- _BRANO DA LEGGERE_
--------

Guerra o “operazione militare speciale”? Genocidio?

È noto che la Federazione Russa affermi di condurre un’operazione militare speciale e no di essere in guerra con l’Ucraina.

Perché?

Sul piano diplomatico è molto chiaro: dopo il fallimento politico della teoria della guerra preventiva statunitense, era necessario individuare una nuova formula.

Dato che non si poteva parlare di missioni di pace o di peace keeping, la formula di nuovo conio consente comunque un certo argine di manovra politica.

Ma c’è di più.

Sul fronte della politica interna, affermare di “essere in guerra” poteva creare uno stato d’animo di tensione generalizzato.

La guerra è un conflitto con una dimensione territoriale e temporale indefinite; una missione militare speciale appare, invece, circoscritta nello spazio e nel tempo e, quindi, più controllabile.

Non solo: la guerra può essere “persa”; la missione militare speciale potrà essere conclusa con qualunque risultato conforme agli obiettivi prefissati.

Neurochimica del cervello – il riferimento alla guerra provoca la produzione degli ormoni dello stress, cortisolo su tutti – ed esigenze di politica interna ed estera si sono sposate perfettamente nella scelta della locuzione russa “operazione militare speciale”.

Non a caso, invece, il presidente degli USA Joe Biden utilizza termini molto più impattanti.

Oltre a parlare apertamente di guerra in Ucraina – facendo intendere che il conflitto potrebbe durare molto a lungo – fa espresso riferimento al “genocidio” perpetrato dai russi sul popolo ucraino.

Il tentativo di etichettare come genocidio quello che sta avvenendo in ucraina pare, però fallito, sia sul piano politico (che sia in atto un genocidio è stato smentito anche dal presidente francese Emmanuel Macron), sia sul piano dell’opinione pubblica.

All’inizio del conflitto, lo stesso presidente ucraino, Volodymyr Zelenskyj, ha provato a definire “genocidio” l’aggressione russa in un discorso tenuto alla Knesset (il Parlamento israeliano), arrivando ad equiparare la situazione ucraina alla shoah ebraica, con pessimi risultati in termini di consenso.

Come direbbe Paolo Borzacchiello (autore, tra gli altri volumi, di “Basta dirlo”, “le parole che usi dicono da dove vieni, le parole che scegli dicono dove vuoi andare” (anche a parare…).

E i politici lo sanno bene.

Shitstorm e dintorni: dall’Anpi a Toni Capuozzo

In un tweet del 2019, il parlamentare del Partito democratico Emanuele Fiano stigmatizzava il fatto che l’Ucraina avesse celebrato con dei francobolli alcuni membri delle Waffen SS, arrivando a chiedere all’allora ministro Moavero di esprimere la condanna del governo italiano per un fatto così grave.

Se per alcuni inviare armi ad una nazione che annovera tra le proprie fila battaglioni apertamente neonazisti è ideologicamente accettabile, non lo è necessariamente per tutti.

--------

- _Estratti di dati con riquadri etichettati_
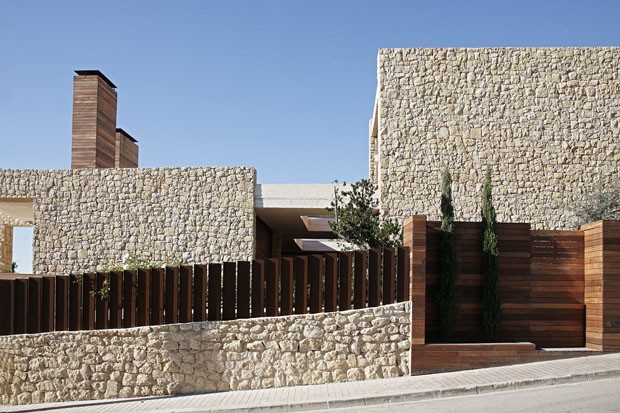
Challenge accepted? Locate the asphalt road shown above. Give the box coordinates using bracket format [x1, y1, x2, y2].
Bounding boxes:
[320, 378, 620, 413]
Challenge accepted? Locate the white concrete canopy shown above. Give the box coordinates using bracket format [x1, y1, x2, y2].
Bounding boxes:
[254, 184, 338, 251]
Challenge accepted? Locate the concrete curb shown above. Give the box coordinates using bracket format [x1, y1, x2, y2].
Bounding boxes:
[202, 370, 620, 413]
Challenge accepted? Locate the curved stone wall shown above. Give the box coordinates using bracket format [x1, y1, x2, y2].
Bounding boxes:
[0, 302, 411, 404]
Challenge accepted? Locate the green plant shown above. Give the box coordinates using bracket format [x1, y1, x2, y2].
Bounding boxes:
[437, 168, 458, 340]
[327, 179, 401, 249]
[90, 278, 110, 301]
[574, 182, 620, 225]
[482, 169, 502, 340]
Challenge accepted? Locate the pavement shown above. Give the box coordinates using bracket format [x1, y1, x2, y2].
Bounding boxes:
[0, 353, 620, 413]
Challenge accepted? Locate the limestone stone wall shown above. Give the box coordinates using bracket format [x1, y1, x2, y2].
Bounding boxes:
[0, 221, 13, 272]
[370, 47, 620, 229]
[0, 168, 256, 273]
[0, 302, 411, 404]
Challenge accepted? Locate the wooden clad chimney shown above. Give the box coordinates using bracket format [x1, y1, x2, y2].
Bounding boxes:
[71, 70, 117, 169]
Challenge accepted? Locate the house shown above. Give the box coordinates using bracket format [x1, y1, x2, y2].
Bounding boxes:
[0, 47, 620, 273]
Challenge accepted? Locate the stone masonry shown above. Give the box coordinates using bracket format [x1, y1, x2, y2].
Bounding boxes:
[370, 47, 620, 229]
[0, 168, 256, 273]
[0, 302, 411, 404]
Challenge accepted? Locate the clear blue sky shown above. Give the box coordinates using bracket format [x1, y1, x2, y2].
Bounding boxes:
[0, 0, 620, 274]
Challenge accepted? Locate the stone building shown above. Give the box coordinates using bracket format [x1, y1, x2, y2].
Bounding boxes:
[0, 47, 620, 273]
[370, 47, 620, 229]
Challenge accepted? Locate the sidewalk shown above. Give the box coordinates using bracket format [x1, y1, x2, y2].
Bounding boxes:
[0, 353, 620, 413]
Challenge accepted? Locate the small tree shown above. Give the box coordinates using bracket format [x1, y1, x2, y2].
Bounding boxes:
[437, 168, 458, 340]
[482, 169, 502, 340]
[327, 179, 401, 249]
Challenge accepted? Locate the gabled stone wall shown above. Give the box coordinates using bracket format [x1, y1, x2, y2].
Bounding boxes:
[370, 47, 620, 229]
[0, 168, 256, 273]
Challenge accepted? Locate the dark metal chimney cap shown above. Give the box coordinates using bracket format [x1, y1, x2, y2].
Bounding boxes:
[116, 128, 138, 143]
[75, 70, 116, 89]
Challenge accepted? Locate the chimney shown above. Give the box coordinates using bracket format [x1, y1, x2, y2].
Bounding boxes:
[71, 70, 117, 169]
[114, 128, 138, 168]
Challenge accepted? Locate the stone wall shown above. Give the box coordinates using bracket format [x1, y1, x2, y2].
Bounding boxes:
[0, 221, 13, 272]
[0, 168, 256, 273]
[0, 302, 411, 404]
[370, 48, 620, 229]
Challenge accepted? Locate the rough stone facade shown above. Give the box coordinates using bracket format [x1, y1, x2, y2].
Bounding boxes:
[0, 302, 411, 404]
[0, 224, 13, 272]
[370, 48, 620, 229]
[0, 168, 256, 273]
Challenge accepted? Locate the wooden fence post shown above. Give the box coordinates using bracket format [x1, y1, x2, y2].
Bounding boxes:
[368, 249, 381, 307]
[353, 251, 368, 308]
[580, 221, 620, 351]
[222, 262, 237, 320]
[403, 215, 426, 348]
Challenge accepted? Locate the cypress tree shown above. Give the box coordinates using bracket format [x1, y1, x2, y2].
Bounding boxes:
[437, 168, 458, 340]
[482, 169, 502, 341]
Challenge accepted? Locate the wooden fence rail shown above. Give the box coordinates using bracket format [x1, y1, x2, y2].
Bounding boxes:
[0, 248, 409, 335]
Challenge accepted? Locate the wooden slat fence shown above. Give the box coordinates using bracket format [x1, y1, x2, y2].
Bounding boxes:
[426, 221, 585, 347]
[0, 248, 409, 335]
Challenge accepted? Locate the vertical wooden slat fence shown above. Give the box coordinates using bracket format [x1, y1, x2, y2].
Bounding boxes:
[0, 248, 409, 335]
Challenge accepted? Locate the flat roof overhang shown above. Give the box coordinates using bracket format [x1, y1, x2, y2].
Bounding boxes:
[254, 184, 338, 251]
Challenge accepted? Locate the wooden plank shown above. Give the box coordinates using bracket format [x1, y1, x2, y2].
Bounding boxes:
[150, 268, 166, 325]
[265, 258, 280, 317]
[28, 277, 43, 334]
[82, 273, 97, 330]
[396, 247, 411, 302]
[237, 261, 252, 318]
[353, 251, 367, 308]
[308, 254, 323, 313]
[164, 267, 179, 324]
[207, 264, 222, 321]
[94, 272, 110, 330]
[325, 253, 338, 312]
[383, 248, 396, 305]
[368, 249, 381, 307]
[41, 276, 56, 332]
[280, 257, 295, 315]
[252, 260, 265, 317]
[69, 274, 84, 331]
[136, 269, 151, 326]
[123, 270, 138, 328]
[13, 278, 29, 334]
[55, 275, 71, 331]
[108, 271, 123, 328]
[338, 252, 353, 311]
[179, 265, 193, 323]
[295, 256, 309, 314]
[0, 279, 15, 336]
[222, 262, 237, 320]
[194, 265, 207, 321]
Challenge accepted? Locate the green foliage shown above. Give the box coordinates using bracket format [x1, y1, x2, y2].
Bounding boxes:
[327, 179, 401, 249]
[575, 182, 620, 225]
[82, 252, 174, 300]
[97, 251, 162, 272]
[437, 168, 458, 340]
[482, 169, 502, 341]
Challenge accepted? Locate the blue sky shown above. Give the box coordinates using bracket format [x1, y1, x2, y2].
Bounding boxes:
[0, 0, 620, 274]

--------

Secondo il brano sull'«operazione militare speciale», in quale sede Zelenskyj ha pronunciato il discorso in cui definiva «genocidio» l'aggressione russa?

Alla Knesset, il Parlamento israeliano.